**Data supplied:**
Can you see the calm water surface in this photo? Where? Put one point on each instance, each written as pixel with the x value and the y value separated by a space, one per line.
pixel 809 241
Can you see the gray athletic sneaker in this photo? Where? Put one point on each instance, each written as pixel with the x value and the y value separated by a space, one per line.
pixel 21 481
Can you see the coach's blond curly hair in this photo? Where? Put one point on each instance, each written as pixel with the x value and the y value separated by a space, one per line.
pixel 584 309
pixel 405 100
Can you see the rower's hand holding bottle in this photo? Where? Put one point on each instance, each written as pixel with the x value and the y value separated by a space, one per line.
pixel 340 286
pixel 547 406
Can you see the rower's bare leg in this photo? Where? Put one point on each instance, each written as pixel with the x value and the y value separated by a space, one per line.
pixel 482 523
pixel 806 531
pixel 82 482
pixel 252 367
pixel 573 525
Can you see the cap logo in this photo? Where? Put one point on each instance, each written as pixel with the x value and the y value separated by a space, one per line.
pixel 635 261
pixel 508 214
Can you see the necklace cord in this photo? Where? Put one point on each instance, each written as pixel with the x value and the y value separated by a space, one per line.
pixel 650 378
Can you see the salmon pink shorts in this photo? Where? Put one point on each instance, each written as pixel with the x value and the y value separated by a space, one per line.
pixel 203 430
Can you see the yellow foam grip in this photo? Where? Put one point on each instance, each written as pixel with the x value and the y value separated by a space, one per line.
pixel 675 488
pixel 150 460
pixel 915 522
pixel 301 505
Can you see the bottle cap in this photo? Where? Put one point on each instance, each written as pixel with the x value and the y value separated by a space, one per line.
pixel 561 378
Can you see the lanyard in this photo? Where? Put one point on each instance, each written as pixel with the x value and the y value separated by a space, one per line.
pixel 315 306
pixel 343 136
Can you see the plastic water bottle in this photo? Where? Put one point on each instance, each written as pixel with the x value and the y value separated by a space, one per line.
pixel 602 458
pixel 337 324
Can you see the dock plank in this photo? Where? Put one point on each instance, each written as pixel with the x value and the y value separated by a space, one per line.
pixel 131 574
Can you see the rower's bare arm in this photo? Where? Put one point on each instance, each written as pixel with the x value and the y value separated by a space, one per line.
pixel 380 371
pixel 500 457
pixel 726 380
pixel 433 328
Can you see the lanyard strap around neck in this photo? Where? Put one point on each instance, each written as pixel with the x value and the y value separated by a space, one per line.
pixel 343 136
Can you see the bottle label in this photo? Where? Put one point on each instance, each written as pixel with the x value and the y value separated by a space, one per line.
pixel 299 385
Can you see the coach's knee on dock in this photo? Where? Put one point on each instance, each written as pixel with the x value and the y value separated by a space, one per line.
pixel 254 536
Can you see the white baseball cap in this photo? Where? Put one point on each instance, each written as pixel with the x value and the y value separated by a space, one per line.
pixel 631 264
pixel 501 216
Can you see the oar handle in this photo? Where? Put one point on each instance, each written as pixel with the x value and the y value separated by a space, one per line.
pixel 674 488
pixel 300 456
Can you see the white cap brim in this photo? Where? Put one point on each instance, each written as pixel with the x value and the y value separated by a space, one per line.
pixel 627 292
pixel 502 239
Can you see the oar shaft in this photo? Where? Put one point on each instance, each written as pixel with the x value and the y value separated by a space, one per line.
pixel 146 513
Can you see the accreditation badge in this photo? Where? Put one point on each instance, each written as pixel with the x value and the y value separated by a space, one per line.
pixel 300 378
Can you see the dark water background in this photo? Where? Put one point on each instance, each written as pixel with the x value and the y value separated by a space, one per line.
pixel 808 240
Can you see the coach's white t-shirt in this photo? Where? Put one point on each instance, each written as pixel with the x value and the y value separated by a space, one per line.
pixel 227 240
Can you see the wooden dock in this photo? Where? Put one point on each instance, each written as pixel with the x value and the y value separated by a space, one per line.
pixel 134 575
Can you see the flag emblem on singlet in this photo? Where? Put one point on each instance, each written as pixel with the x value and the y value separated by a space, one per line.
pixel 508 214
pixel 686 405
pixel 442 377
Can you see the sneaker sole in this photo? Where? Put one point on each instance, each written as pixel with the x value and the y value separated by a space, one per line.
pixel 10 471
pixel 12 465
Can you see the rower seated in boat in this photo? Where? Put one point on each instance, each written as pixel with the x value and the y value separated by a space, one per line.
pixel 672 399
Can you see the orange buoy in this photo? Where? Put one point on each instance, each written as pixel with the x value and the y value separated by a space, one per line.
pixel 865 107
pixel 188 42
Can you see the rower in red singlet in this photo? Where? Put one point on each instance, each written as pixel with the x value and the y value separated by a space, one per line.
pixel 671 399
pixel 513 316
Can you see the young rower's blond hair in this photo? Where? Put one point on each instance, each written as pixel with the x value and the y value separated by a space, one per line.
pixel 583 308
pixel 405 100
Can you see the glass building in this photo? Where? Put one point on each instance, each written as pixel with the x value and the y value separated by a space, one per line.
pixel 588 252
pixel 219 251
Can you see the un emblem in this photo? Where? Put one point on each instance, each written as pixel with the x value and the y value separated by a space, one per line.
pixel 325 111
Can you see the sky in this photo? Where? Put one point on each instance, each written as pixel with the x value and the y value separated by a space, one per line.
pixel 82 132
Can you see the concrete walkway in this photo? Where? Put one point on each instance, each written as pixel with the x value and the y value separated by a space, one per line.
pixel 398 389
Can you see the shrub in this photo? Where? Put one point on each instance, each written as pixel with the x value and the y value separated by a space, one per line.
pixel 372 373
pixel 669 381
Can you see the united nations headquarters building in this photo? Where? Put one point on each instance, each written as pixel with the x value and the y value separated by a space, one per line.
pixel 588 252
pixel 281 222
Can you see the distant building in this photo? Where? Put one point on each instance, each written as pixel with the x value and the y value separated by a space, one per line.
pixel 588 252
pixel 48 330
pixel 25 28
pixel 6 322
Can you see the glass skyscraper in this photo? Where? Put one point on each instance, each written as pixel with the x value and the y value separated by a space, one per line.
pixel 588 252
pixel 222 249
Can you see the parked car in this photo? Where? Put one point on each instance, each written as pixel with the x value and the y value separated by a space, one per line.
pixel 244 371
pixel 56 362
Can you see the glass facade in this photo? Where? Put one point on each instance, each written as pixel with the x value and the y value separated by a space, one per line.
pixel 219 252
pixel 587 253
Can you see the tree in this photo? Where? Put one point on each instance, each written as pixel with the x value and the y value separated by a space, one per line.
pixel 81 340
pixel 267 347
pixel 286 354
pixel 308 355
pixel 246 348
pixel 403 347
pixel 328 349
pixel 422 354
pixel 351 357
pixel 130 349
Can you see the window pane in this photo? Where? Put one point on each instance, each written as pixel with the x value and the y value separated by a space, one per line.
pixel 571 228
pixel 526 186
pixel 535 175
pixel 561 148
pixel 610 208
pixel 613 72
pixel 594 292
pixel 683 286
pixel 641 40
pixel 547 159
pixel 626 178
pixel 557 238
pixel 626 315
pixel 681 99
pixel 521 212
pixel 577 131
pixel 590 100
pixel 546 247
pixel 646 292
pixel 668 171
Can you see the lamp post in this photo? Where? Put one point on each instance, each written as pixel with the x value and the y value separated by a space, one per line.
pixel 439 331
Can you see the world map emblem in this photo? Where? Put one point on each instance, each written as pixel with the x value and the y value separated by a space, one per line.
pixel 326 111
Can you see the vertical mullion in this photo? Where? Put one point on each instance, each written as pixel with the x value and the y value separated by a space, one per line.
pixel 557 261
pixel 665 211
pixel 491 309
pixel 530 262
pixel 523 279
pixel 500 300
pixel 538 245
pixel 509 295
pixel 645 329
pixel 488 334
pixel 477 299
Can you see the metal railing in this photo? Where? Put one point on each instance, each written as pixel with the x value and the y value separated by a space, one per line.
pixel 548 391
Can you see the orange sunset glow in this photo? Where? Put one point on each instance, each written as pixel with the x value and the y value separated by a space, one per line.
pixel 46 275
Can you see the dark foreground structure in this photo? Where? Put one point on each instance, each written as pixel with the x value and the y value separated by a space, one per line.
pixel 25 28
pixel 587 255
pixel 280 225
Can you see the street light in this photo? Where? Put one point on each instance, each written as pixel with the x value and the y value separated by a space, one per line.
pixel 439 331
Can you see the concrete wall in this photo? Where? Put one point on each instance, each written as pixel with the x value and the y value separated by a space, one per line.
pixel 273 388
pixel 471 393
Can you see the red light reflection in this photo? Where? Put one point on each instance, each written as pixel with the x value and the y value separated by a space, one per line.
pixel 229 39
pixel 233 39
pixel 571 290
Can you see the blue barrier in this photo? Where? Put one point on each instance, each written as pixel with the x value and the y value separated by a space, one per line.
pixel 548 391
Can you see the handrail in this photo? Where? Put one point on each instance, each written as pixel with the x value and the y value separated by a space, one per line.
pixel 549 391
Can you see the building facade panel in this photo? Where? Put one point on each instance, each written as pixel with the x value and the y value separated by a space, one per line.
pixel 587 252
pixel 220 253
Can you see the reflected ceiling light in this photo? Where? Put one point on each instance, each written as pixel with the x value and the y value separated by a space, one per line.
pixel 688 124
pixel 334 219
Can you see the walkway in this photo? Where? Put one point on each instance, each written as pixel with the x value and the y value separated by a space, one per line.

**Job:** Return every line of the entries exactly, from the line that contains "Can you see the street" down to the line that contains "pixel 220 253", with both of those lines included.

**Finished answer:**
Can you see the street light in this photo? Where? Put one point on each instance, each written as pixel with the x value and the y value separated by a space, one per line.
pixel 439 331
Can you see the concrete wall in this photo? Where? Put one point on each instance, each written as pixel with the x value and the y value separated by a space, one per line.
pixel 273 388
pixel 471 393
Can you see the red light reflection in this photo? Where? Put one point on each instance, each written as pixel with the x value and the y value separated by a space, one per line.
pixel 229 39
pixel 233 39
pixel 571 290
Can you see the blue barrier in this photo? Where? Put one point on each instance, each written as pixel with the x value and the y value separated by a space, one per line.
pixel 548 391
Can you see the handrail in this photo? Where? Put one point on each instance, each written as pixel with the x value and the y value separated by a space, one per line.
pixel 549 391
Can you see the building facade panel in this photo? Where? Put one point on each instance, each written as pixel with the x value and the y value separated by a space, one per line.
pixel 587 252
pixel 220 253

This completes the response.